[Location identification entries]
>> Begin

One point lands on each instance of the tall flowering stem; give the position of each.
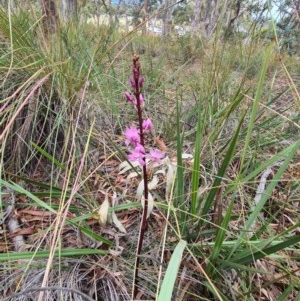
(135, 138)
(137, 85)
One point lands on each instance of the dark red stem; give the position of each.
(143, 225)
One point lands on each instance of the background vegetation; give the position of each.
(224, 100)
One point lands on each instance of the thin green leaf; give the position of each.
(167, 286)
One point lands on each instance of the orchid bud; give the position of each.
(132, 83)
(141, 81)
(129, 97)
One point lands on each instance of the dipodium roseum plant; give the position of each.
(135, 141)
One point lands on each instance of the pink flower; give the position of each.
(155, 155)
(141, 100)
(132, 136)
(147, 125)
(141, 82)
(132, 82)
(138, 154)
(130, 98)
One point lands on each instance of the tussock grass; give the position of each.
(225, 223)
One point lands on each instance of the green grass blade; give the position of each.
(167, 286)
(267, 251)
(211, 196)
(258, 208)
(255, 104)
(219, 239)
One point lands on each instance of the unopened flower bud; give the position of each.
(129, 97)
(132, 83)
(141, 81)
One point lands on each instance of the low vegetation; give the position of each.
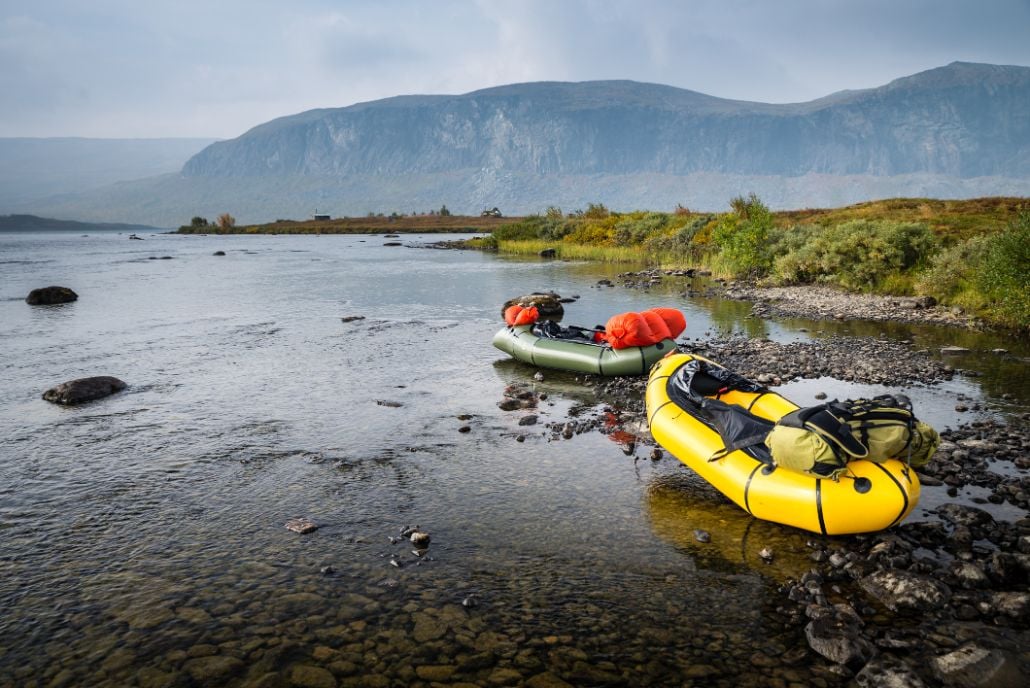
(437, 221)
(974, 254)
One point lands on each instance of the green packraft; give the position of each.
(822, 439)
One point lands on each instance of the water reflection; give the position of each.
(679, 506)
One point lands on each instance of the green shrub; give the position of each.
(1003, 277)
(743, 238)
(859, 254)
(953, 270)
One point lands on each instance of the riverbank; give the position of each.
(940, 599)
(395, 224)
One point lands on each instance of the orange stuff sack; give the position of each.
(526, 316)
(511, 313)
(627, 330)
(674, 320)
(658, 328)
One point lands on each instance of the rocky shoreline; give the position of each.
(813, 302)
(939, 602)
(823, 303)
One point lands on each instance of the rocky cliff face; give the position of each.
(961, 121)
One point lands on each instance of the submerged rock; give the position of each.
(901, 591)
(974, 665)
(49, 296)
(835, 637)
(83, 389)
(302, 525)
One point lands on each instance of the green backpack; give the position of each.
(822, 439)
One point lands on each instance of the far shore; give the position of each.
(435, 224)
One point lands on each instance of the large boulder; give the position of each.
(83, 389)
(973, 665)
(548, 303)
(902, 591)
(835, 633)
(48, 296)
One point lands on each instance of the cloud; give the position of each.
(192, 68)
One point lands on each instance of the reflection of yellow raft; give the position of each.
(870, 496)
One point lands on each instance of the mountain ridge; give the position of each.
(957, 131)
(938, 122)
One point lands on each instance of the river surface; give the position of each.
(143, 538)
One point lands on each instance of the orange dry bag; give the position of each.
(526, 316)
(511, 313)
(627, 330)
(674, 319)
(659, 330)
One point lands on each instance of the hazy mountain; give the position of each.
(958, 131)
(35, 168)
(962, 121)
(34, 224)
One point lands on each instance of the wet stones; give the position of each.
(50, 296)
(214, 669)
(902, 591)
(836, 637)
(83, 389)
(301, 525)
(824, 303)
(519, 396)
(859, 359)
(973, 665)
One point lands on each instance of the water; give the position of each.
(143, 539)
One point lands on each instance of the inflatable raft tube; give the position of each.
(871, 496)
(522, 344)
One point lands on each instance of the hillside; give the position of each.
(37, 168)
(959, 131)
(963, 121)
(34, 224)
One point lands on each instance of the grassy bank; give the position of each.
(974, 254)
(396, 224)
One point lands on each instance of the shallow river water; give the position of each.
(143, 538)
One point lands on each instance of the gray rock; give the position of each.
(1015, 605)
(888, 672)
(960, 514)
(969, 575)
(302, 525)
(836, 638)
(83, 389)
(49, 296)
(305, 676)
(213, 671)
(972, 665)
(902, 591)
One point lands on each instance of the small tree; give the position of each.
(743, 237)
(226, 221)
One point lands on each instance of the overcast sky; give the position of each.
(149, 68)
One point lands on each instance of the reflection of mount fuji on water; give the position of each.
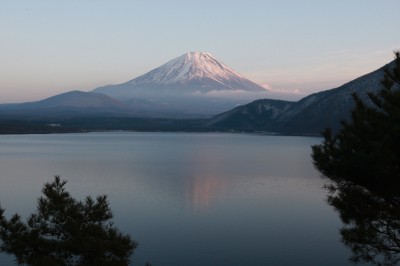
(194, 84)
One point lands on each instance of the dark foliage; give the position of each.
(371, 223)
(64, 231)
(362, 162)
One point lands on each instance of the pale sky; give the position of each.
(294, 47)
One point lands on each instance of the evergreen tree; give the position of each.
(366, 150)
(362, 163)
(64, 231)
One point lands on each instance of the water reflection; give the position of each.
(371, 222)
(203, 190)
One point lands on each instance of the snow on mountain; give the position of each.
(194, 72)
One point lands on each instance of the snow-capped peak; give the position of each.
(190, 66)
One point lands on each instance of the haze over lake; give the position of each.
(188, 199)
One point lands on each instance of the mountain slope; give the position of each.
(257, 115)
(194, 83)
(194, 72)
(310, 115)
(314, 113)
(74, 103)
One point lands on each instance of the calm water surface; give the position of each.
(188, 199)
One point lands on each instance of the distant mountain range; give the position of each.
(310, 115)
(184, 94)
(195, 84)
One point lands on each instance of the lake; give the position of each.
(188, 198)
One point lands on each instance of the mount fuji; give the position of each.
(194, 84)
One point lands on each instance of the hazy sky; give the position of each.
(295, 47)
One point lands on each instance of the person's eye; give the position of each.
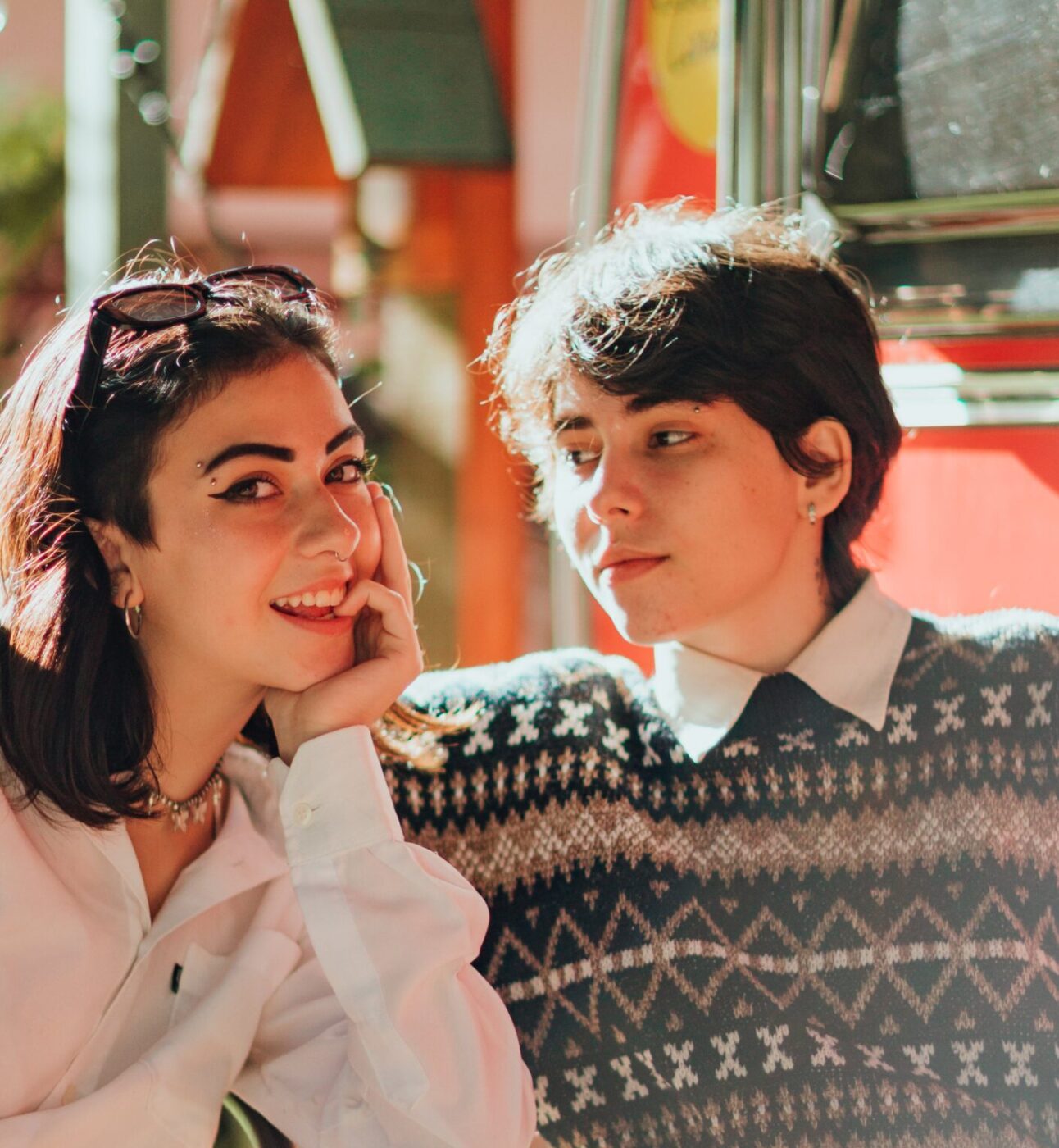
(352, 471)
(577, 456)
(256, 488)
(670, 438)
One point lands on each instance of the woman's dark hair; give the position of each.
(76, 705)
(670, 302)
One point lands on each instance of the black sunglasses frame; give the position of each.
(106, 316)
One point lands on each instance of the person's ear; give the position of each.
(827, 440)
(117, 550)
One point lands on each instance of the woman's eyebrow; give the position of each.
(270, 450)
(574, 422)
(239, 449)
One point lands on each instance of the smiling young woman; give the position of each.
(193, 554)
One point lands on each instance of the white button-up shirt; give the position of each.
(310, 961)
(850, 663)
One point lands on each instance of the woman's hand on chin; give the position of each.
(387, 654)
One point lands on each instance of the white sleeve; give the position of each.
(174, 1096)
(384, 1036)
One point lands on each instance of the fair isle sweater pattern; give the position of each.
(817, 936)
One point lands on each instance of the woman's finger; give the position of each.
(393, 610)
(393, 567)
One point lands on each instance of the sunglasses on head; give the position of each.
(152, 307)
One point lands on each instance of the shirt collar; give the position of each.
(703, 696)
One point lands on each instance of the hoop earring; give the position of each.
(134, 627)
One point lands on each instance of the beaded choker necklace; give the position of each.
(195, 806)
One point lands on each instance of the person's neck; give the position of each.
(197, 719)
(768, 631)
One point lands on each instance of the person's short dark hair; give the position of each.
(77, 727)
(670, 302)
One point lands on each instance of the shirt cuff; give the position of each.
(335, 798)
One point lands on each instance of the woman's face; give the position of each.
(258, 499)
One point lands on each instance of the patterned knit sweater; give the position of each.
(817, 936)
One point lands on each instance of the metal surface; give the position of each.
(570, 620)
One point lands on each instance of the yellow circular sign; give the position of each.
(683, 38)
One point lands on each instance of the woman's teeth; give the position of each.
(320, 599)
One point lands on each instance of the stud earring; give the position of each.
(134, 622)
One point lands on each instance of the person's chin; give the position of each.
(298, 675)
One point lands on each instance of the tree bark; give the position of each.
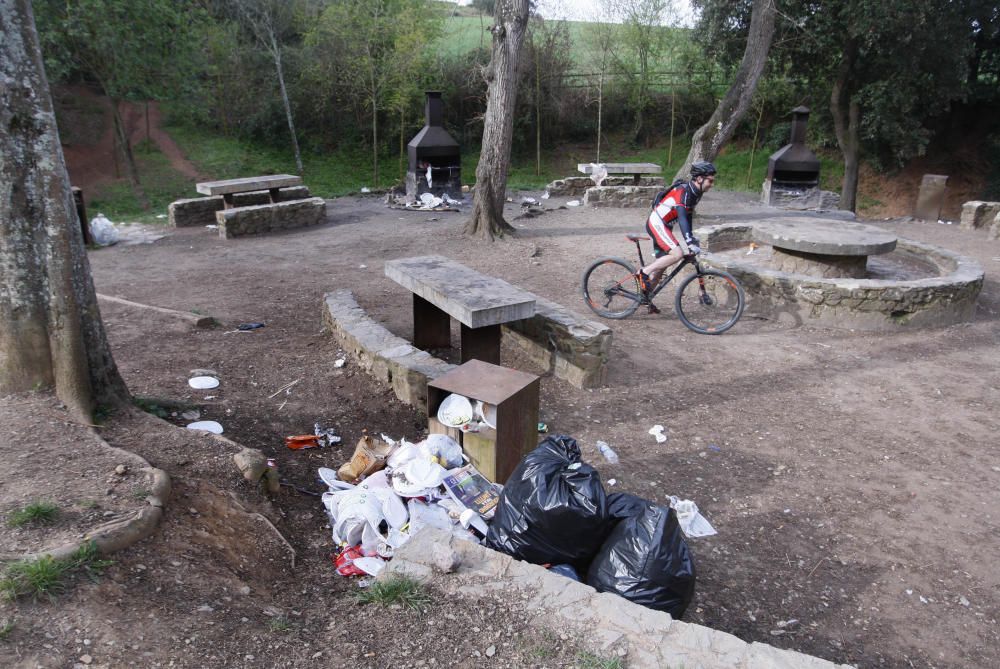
(276, 54)
(487, 219)
(846, 119)
(51, 332)
(709, 138)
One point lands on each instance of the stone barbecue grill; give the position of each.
(434, 157)
(793, 169)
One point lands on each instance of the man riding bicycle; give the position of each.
(675, 206)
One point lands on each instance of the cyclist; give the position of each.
(675, 205)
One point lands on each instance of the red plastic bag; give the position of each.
(344, 560)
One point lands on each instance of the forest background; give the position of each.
(334, 89)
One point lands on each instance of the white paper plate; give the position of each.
(455, 410)
(487, 413)
(206, 425)
(203, 382)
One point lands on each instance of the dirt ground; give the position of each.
(852, 477)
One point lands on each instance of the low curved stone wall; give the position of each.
(574, 348)
(201, 210)
(261, 218)
(382, 354)
(861, 304)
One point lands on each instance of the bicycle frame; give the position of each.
(685, 261)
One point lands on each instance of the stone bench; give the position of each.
(979, 214)
(391, 359)
(261, 218)
(639, 197)
(574, 348)
(577, 186)
(201, 210)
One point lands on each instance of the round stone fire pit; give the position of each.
(843, 274)
(828, 249)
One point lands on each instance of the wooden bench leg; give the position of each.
(481, 343)
(431, 326)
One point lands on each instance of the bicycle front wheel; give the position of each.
(710, 302)
(610, 288)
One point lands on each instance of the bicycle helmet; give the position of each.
(702, 168)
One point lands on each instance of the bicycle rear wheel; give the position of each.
(710, 302)
(610, 288)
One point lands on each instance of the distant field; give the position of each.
(462, 34)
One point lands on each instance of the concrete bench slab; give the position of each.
(621, 168)
(244, 184)
(474, 299)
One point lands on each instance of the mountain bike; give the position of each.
(708, 301)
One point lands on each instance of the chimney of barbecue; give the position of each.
(434, 156)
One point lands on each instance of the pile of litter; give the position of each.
(553, 511)
(390, 489)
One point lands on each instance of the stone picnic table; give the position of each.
(226, 188)
(444, 289)
(635, 169)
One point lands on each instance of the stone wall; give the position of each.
(605, 623)
(388, 358)
(574, 348)
(978, 214)
(258, 219)
(201, 210)
(577, 186)
(862, 304)
(640, 197)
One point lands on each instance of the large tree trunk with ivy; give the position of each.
(846, 120)
(498, 124)
(51, 332)
(709, 138)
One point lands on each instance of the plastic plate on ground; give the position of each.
(206, 425)
(203, 382)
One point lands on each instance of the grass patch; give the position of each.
(395, 590)
(589, 660)
(46, 576)
(36, 513)
(279, 625)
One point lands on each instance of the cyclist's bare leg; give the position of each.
(655, 269)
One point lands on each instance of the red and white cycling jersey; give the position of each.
(677, 206)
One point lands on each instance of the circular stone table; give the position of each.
(822, 248)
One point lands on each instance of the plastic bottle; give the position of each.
(607, 452)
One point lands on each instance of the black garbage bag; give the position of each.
(646, 560)
(622, 505)
(553, 508)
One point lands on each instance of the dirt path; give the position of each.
(89, 146)
(853, 478)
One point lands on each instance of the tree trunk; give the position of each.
(276, 53)
(709, 138)
(846, 119)
(129, 158)
(498, 124)
(51, 332)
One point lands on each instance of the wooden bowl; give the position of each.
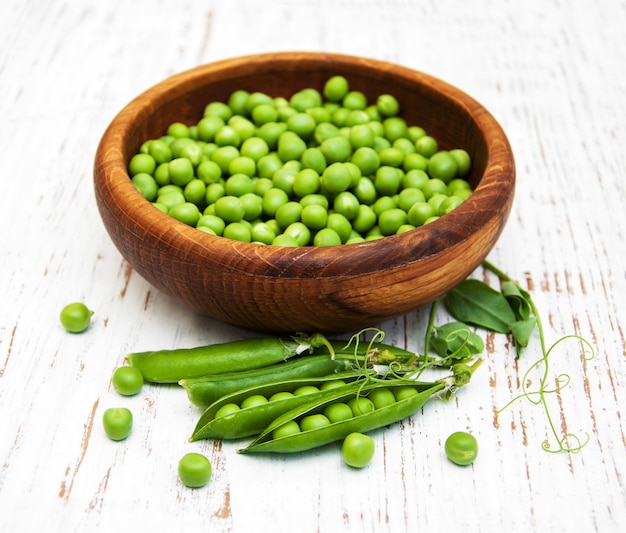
(329, 289)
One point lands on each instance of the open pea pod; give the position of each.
(206, 390)
(362, 423)
(252, 420)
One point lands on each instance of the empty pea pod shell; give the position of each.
(171, 366)
(314, 438)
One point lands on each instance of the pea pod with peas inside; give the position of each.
(247, 412)
(171, 366)
(288, 434)
(206, 390)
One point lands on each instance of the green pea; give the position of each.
(305, 389)
(193, 152)
(461, 448)
(141, 163)
(273, 199)
(303, 124)
(395, 128)
(327, 237)
(162, 174)
(229, 208)
(219, 109)
(313, 158)
(336, 149)
(364, 220)
(75, 317)
(238, 185)
(195, 191)
(442, 166)
(340, 225)
(415, 132)
(393, 157)
(314, 216)
(209, 126)
(285, 240)
(420, 212)
(253, 401)
(223, 155)
(288, 213)
(297, 232)
(282, 395)
(287, 429)
(290, 146)
(227, 409)
(409, 197)
(315, 199)
(387, 105)
(146, 185)
(414, 179)
(338, 412)
(194, 470)
(426, 146)
(312, 422)
(361, 405)
(382, 398)
(117, 422)
(354, 100)
(387, 180)
(390, 220)
(463, 161)
(358, 450)
(336, 88)
(127, 380)
(325, 130)
(186, 212)
(255, 99)
(307, 181)
(434, 186)
(336, 178)
(160, 151)
(214, 191)
(252, 206)
(367, 159)
(306, 99)
(404, 392)
(414, 161)
(436, 200)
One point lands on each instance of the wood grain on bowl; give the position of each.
(330, 289)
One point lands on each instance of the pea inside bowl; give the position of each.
(283, 289)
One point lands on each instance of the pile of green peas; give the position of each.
(320, 168)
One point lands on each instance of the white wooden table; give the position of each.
(551, 72)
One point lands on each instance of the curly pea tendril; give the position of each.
(568, 442)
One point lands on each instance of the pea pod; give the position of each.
(208, 389)
(252, 420)
(171, 366)
(362, 423)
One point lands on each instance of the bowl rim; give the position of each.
(392, 252)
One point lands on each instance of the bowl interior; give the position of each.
(288, 289)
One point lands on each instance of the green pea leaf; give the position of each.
(455, 340)
(474, 302)
(518, 299)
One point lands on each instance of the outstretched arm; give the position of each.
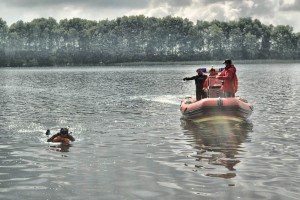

>> End

**Exercise brief**
Rewrite the lines from the one containing "One point lands on each instance of the bowl rim;" through the end of the listing, both included, replacing "bowl" with "dish" and leaving everything else unchanged. Leave the pictures out of your answer.

**Finished answer**
One point lands on each instance of the dish rim; give the position of each.
(392, 252)
One point lands on each instance of the dish interior; give the position of each.
(288, 289)
One point lands on each instance of the green pea leaf; give the position of each.
(455, 340)
(474, 302)
(518, 299)
One point lands on each instance of the outstretched arm; give the position of each.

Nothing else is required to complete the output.